══ Dane wejściowe ══

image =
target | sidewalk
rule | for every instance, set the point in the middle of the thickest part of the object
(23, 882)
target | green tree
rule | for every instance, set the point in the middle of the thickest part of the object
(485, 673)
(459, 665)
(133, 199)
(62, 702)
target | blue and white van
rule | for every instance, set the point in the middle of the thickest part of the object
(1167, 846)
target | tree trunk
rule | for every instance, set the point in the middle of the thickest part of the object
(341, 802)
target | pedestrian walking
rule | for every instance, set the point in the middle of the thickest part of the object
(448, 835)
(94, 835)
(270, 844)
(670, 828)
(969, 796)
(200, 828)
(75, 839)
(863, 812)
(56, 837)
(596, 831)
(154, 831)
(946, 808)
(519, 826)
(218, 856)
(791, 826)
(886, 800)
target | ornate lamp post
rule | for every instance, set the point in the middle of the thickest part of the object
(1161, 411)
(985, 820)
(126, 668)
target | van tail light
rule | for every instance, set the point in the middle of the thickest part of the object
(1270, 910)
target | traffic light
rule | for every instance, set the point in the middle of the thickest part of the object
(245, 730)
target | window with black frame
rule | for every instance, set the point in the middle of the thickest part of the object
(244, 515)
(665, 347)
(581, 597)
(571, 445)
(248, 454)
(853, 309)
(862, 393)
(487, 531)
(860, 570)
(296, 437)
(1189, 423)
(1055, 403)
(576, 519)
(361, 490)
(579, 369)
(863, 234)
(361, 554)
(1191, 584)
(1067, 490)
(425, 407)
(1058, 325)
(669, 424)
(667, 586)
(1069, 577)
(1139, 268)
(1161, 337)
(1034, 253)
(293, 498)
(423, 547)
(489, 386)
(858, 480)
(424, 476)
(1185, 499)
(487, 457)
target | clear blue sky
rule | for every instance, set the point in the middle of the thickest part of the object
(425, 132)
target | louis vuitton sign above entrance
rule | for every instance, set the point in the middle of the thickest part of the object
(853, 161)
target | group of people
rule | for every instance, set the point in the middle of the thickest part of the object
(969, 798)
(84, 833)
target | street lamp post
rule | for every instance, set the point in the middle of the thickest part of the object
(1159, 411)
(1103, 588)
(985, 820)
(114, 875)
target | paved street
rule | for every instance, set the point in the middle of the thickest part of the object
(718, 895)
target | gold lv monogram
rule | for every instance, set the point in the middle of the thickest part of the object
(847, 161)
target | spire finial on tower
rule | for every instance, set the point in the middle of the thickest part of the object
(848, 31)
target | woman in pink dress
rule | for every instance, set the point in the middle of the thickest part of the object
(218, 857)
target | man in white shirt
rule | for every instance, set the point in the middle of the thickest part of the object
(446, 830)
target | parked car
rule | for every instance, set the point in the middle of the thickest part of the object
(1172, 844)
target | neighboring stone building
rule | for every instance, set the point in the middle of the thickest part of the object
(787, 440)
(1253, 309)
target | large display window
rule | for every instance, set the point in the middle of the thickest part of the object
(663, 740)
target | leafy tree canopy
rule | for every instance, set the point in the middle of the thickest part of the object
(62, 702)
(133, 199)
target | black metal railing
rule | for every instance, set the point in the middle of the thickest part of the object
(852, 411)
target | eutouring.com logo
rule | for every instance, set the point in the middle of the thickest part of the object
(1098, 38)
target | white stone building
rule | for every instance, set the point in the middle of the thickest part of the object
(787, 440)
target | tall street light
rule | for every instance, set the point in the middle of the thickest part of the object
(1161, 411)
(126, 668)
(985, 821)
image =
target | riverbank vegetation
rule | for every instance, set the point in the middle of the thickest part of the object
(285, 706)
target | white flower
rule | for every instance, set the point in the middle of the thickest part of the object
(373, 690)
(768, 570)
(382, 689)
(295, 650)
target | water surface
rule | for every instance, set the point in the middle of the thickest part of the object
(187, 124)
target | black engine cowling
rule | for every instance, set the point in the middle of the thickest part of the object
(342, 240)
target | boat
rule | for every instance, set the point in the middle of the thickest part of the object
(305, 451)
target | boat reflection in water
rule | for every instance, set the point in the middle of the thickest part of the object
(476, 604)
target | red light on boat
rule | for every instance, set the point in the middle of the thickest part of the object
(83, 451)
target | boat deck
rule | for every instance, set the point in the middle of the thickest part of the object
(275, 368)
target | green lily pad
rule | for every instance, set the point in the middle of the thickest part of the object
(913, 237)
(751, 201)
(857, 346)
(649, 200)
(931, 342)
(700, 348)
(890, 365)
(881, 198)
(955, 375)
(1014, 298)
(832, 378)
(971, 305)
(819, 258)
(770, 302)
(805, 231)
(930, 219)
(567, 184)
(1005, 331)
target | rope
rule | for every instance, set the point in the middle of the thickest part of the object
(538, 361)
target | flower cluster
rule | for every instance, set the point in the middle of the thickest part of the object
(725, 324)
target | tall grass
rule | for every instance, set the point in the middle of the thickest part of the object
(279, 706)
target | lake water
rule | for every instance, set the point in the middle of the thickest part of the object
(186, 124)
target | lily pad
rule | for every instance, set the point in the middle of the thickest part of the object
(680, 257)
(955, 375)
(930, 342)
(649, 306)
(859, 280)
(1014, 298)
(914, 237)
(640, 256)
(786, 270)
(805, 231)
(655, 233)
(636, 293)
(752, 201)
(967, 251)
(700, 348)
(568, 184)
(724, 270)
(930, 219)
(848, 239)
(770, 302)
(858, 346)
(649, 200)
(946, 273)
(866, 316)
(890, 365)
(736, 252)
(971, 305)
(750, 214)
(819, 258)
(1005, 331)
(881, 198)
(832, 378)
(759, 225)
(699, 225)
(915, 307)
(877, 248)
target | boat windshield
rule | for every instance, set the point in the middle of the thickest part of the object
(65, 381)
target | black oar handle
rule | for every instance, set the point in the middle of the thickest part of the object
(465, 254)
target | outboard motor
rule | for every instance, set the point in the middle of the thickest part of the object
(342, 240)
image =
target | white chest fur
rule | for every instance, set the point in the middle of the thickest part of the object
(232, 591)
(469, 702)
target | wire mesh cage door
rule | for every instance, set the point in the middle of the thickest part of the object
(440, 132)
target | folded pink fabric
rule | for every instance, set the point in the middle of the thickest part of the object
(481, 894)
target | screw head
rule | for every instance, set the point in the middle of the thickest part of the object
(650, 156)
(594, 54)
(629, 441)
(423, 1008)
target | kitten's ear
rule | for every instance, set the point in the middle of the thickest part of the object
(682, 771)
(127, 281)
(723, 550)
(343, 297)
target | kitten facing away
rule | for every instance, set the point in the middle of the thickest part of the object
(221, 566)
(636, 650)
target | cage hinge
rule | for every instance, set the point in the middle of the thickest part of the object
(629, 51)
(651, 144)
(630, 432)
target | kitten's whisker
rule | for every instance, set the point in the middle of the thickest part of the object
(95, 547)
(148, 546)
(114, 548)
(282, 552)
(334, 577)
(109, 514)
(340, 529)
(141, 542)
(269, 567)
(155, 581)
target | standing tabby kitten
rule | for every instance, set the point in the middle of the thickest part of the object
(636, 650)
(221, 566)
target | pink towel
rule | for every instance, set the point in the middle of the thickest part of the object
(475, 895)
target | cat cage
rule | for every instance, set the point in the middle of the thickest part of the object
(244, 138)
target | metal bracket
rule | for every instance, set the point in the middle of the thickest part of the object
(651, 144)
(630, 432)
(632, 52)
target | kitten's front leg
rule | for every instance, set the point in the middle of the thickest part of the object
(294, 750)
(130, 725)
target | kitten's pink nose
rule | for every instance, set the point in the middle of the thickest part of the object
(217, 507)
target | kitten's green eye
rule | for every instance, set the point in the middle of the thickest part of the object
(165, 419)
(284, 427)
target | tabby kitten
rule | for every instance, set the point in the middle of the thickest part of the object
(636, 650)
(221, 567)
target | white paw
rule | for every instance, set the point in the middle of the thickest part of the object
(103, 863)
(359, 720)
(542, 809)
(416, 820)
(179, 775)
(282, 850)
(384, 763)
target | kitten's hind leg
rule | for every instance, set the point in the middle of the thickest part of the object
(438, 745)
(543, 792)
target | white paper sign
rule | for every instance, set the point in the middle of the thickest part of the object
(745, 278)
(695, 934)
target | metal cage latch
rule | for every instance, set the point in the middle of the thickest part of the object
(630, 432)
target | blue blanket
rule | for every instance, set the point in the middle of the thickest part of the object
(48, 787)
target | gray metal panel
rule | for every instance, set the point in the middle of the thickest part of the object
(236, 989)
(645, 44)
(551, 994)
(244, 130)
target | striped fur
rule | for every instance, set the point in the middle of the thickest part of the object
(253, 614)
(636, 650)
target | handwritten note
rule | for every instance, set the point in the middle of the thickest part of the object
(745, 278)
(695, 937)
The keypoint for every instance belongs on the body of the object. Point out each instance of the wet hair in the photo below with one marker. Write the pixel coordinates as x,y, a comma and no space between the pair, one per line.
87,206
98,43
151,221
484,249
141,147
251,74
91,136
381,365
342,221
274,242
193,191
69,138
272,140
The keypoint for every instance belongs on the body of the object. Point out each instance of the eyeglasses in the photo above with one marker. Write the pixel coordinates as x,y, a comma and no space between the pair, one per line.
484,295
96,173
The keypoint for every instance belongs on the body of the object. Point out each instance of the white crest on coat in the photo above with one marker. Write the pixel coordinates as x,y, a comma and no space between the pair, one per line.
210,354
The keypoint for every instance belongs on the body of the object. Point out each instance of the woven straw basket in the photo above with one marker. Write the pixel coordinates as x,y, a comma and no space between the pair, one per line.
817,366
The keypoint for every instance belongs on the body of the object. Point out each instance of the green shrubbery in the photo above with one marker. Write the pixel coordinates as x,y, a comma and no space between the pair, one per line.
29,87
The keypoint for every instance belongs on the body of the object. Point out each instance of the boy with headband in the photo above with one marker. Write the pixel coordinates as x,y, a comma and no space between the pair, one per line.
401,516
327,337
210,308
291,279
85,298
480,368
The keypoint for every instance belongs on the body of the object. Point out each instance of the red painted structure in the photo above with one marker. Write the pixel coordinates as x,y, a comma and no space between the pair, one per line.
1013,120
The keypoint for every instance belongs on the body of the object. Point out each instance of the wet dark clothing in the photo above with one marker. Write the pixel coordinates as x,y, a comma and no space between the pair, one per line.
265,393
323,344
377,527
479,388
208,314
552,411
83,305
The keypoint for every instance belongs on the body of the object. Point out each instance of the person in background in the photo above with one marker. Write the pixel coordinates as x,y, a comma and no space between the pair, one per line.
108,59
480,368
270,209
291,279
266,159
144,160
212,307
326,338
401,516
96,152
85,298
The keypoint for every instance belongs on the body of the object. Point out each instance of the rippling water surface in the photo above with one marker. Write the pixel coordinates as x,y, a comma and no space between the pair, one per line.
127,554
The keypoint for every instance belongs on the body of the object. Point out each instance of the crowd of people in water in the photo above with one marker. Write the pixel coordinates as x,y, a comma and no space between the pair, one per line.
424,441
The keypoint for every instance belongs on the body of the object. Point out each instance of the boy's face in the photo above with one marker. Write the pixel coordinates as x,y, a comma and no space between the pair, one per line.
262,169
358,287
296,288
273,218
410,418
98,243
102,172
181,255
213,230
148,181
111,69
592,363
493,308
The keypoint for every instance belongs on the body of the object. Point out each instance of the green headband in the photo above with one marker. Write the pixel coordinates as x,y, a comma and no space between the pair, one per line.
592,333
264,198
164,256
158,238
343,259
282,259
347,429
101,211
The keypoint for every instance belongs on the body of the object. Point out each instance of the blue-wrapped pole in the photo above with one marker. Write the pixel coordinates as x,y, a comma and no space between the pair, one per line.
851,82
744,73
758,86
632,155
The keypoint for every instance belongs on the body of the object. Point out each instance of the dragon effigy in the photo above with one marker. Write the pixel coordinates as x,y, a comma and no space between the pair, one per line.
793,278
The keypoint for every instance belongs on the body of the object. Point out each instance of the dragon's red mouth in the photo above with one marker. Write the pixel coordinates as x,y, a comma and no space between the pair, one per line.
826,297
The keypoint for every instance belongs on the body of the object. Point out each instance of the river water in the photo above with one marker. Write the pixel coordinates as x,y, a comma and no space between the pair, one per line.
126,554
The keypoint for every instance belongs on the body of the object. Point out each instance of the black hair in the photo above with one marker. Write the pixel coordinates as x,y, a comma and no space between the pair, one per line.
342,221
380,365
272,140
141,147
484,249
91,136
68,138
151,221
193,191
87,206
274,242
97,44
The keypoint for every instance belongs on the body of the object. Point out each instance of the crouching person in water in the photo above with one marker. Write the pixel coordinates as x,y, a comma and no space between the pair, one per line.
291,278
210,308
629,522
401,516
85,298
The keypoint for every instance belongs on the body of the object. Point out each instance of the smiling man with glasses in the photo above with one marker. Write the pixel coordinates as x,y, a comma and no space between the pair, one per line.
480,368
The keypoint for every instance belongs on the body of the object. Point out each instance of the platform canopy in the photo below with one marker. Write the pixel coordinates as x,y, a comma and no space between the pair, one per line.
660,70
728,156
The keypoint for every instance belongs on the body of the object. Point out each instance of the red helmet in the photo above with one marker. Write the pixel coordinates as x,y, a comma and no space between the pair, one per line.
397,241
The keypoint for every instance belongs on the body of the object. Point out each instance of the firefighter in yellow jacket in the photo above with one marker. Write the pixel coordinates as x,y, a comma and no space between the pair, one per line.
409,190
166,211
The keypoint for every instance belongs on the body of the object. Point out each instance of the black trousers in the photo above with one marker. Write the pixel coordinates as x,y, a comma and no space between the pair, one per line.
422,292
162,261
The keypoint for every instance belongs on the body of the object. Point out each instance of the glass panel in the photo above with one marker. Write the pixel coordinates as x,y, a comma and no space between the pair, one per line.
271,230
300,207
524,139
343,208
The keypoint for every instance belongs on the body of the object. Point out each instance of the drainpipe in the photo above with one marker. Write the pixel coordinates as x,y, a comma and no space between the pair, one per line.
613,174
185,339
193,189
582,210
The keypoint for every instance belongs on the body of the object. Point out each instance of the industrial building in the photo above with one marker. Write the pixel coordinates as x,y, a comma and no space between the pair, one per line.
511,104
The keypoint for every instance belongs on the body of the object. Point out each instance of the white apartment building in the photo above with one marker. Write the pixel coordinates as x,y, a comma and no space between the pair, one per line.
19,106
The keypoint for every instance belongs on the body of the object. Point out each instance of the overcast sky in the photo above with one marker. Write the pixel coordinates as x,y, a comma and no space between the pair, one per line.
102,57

═══

Treść zadania: Zamień „overcast” na „cloudy” we wszystkim od wiersza zawierającego „of the overcast” aż do końca danych i podaj ten fragment ponownie. Poza tą zmianą nic nie zmieniaj.

Rozwiązanie zadania:
The keypoint for every instance belongs on the body of the object. Point out each instance of the cloudy sky in the photo above with one marker. Write the pixel coordinates as x,y, a comma and no space between the pair, one per line.
102,57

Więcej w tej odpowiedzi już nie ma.